_Task list:_
a) Retype the document conversion text from "But this page" to "(ODT, RTF, etc.)".
b) In the document conversion text, what is the tree-shaped data structure that the Parser stage builds from the source file called?

_Text segment:_
____
But this page is worth your time if any of the following applies:

  • Tables aren't rendering the way you want and you'd like to change it
  • You're building a RAG pipeline and need to chunk by slide / sheet
  • You want to support a new file format (ODT, RTF, etc.)
  • You want to output something other than markdown — HTML, JSON, etc.

Your file goes through two stages, not one

It looks like "file → markdown," but internally there are two distinct steps.

flowchart LR
    A[Source file<br/>.docx / .xlsx / .pptx / .hwp / .pdf] -->|Parser| B[DoclingDocument<br/>structured tree]
    B -->|Serializer| C[Markdown string]
    B -.->|Serializer| D[HTML / JSON / ...]
  • Stage 1 (Parser): Reads the source file and converts every title, paragraph, table, list item, etc. into a tree-shaped data structure called DoclingDocument. This stage knows nothing about markdown.
____
(Region labeling records)
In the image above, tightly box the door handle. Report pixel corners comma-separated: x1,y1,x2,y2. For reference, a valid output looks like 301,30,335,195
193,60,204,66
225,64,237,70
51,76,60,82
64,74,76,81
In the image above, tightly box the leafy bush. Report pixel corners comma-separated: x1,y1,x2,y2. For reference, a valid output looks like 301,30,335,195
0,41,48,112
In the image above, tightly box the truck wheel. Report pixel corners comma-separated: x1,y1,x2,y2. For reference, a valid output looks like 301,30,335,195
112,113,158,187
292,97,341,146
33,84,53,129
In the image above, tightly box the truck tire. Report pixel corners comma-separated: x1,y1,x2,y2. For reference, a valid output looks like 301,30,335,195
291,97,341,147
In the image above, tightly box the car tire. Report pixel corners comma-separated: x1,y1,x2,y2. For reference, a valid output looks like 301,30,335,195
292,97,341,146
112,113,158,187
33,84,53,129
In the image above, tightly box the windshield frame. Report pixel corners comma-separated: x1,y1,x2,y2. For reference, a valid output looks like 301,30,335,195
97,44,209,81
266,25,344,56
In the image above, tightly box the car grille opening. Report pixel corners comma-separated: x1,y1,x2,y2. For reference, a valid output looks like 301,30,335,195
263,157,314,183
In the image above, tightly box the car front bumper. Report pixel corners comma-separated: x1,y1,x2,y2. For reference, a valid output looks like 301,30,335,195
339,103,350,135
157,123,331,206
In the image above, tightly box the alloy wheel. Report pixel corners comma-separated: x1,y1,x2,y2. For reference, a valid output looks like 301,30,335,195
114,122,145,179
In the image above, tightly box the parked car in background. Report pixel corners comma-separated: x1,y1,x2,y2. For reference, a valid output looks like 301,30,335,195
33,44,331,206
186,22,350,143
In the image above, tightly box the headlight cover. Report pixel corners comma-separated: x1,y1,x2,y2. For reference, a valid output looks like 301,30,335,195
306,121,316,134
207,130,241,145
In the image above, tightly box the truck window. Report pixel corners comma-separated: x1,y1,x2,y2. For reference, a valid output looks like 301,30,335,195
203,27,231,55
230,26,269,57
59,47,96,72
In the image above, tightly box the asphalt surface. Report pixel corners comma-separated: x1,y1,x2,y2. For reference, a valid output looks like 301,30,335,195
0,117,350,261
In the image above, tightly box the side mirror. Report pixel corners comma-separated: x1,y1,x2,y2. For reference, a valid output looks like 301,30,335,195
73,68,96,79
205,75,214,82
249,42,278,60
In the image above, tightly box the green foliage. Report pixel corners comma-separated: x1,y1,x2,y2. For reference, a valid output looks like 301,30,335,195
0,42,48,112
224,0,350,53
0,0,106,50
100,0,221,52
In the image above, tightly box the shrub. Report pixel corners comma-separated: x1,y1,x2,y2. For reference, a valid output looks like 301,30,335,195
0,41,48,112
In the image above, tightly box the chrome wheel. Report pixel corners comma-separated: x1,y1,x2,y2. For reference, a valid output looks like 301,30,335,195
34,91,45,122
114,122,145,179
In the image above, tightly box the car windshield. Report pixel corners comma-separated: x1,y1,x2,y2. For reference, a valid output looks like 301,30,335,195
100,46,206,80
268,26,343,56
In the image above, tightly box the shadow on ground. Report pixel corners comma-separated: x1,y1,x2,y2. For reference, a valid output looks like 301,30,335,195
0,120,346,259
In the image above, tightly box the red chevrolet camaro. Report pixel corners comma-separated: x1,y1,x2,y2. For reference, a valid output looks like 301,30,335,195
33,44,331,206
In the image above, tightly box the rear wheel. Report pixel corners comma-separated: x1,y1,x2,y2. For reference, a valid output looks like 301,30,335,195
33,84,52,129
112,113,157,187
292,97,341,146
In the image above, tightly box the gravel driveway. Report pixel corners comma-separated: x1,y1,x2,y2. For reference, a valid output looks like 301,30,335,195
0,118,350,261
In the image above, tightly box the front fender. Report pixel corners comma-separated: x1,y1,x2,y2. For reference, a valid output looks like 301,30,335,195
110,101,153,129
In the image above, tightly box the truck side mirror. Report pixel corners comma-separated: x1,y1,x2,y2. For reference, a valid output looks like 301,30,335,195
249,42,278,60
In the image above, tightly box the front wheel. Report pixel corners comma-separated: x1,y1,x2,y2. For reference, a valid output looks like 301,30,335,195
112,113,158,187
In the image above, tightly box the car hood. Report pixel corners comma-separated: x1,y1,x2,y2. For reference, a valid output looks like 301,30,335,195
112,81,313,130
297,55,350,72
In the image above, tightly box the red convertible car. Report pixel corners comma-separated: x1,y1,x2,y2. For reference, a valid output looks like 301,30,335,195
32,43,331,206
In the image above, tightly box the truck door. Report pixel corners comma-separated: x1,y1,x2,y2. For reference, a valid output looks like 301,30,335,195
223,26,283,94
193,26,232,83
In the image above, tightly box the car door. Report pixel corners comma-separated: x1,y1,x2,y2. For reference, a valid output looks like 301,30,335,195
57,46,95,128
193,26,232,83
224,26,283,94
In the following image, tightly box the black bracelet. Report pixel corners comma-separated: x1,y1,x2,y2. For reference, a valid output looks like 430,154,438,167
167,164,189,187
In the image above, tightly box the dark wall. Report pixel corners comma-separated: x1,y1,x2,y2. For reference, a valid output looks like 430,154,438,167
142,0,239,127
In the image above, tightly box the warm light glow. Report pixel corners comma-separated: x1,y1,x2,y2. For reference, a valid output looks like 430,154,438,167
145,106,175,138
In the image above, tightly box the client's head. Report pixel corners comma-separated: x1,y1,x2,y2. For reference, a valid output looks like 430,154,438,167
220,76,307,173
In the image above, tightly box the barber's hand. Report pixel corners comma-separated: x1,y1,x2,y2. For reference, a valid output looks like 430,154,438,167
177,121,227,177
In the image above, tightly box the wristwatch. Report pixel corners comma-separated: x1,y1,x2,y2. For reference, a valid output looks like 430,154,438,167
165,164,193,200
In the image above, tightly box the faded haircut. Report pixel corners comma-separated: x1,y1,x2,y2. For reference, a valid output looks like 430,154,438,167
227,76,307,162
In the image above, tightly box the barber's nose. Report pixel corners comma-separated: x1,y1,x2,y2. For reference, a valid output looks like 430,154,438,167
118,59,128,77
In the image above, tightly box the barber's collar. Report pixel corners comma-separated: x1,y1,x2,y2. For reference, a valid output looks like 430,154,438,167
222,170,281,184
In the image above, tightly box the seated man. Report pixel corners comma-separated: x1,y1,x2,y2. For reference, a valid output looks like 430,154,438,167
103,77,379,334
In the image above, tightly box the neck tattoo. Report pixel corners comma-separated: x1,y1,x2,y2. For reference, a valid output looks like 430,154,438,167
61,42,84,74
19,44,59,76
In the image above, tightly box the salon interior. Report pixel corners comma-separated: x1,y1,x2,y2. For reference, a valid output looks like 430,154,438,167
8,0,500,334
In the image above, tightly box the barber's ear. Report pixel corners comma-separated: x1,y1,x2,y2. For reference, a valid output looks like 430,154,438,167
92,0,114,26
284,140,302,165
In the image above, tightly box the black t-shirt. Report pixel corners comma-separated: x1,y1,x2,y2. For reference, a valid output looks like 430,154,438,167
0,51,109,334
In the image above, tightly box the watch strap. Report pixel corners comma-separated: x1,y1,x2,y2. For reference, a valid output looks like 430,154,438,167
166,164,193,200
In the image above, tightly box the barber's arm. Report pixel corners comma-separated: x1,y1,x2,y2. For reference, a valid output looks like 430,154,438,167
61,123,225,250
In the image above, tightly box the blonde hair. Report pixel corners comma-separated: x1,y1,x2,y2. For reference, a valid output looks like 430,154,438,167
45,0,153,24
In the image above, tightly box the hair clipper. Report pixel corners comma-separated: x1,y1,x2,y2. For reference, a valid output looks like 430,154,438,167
____
_The answers:_
a)
But this page is worth your time if any of the following applies:

  • Tables aren't rendering the way you want and you'd like to change it
  • You're building a RAG pipeline and need to chunk by slide / sheet
  • You want to support a new file format (ODT, RTF, etc.)

b) DoclingDocument